Lines before the one with "of the chimney" are left out; return that line and all that follow it, exactly, through the end of the data.

Referring expression pointing data
--- --- ---

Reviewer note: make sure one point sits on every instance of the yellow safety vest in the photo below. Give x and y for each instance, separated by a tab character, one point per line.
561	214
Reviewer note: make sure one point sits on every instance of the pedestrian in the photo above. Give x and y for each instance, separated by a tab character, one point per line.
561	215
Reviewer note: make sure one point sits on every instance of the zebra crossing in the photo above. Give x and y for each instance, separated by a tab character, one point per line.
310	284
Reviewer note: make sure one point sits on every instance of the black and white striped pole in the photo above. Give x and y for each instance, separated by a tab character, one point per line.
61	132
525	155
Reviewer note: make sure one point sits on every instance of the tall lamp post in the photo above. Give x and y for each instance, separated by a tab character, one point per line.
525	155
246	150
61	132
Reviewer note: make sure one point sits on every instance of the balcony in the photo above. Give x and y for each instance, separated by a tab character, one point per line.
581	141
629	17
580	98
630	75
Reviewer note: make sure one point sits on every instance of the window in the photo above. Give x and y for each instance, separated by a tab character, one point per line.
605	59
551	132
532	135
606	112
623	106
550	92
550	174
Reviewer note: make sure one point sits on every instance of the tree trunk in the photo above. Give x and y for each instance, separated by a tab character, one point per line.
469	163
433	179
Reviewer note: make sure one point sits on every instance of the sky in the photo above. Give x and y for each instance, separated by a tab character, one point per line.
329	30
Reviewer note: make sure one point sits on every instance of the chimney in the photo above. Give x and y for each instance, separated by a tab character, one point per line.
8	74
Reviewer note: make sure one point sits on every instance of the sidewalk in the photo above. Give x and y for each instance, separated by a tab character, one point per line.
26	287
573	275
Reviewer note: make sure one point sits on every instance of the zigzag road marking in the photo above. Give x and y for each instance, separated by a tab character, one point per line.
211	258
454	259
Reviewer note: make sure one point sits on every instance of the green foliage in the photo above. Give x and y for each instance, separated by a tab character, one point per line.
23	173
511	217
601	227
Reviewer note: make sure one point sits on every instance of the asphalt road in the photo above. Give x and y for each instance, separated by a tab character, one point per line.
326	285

--- --- ---

§ **Response to the task**:
Reviewer note: make sure one point sits on every instance of the chimney in the photo above. Give x and y for each instance, separated by a tab character, one point per line.
8	74
Reviewer note: make sure one point sits on every instance of the sidewalk in the photo above. Give x and y for each instance, separated by a tab character, one point per line.
26	287
573	275
Reviewer note: make sure one point sits on every instance of the zigzag road marking in the photo above. Give x and y for each instance, separated by a tab character, one point per line.
211	258
454	259
Reviewer note: make sure one point sits on every instance of the green foliage in the photo above. Give x and y for each instance, separated by a tab character, one point per line.
23	173
511	217
601	227
Reviewer note: make sure one point sits on every instance of the asphalt road in the photo above. Give x and y for each instance, separated by a tab character, one point per line.
326	285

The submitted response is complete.